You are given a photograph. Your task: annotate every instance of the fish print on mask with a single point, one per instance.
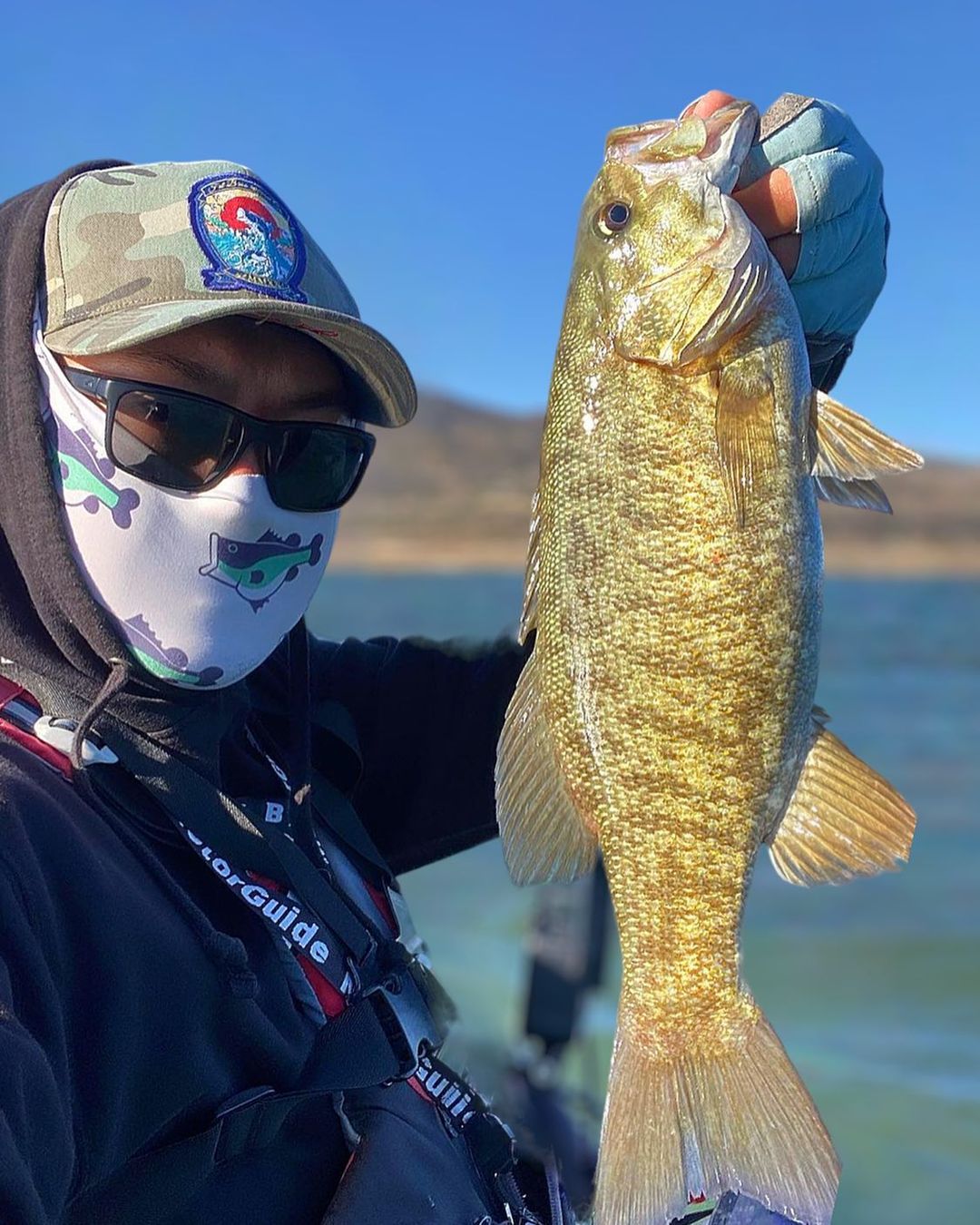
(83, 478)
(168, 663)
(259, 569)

--

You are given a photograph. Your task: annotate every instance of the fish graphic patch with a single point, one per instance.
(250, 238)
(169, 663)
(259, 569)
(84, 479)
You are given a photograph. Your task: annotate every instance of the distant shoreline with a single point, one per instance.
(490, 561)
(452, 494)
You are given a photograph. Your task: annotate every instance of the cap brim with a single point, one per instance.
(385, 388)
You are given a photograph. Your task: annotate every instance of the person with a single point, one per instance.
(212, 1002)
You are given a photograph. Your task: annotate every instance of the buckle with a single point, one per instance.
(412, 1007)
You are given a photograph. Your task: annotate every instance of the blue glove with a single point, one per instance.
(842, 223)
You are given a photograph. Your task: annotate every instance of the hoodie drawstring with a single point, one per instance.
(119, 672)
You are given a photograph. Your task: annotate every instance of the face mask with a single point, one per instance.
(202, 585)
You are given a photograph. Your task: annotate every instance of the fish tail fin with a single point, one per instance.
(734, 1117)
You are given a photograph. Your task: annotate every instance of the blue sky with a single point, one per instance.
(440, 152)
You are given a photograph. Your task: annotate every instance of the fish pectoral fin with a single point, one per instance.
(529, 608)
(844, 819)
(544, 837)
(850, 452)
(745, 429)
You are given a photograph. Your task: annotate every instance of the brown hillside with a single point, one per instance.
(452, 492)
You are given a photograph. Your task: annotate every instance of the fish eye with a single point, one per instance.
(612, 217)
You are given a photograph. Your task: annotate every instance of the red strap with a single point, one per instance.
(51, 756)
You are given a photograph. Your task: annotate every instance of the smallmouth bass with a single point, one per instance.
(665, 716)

# Objective
Gather every line of the items above that contains the word "fish" and copy each of those lines in full.

# Exercise answer
You are given a photograph. Your task: annotate every instance of the fish print on mask with a single point, one per instance.
You are given a photograph. Your task: annotate every instance of the fish graphic patch with a single point, one per instance.
You are given a photograph. Your task: annotate every instance of the fish tail fin with a single point, one per instance.
You are given a photograph. Your task: annotate every instance of the fish pectoral fin with a single point, one per instance.
You are given a photograph. Your task: annotate every instance of the fish eye with a single point, one per instance.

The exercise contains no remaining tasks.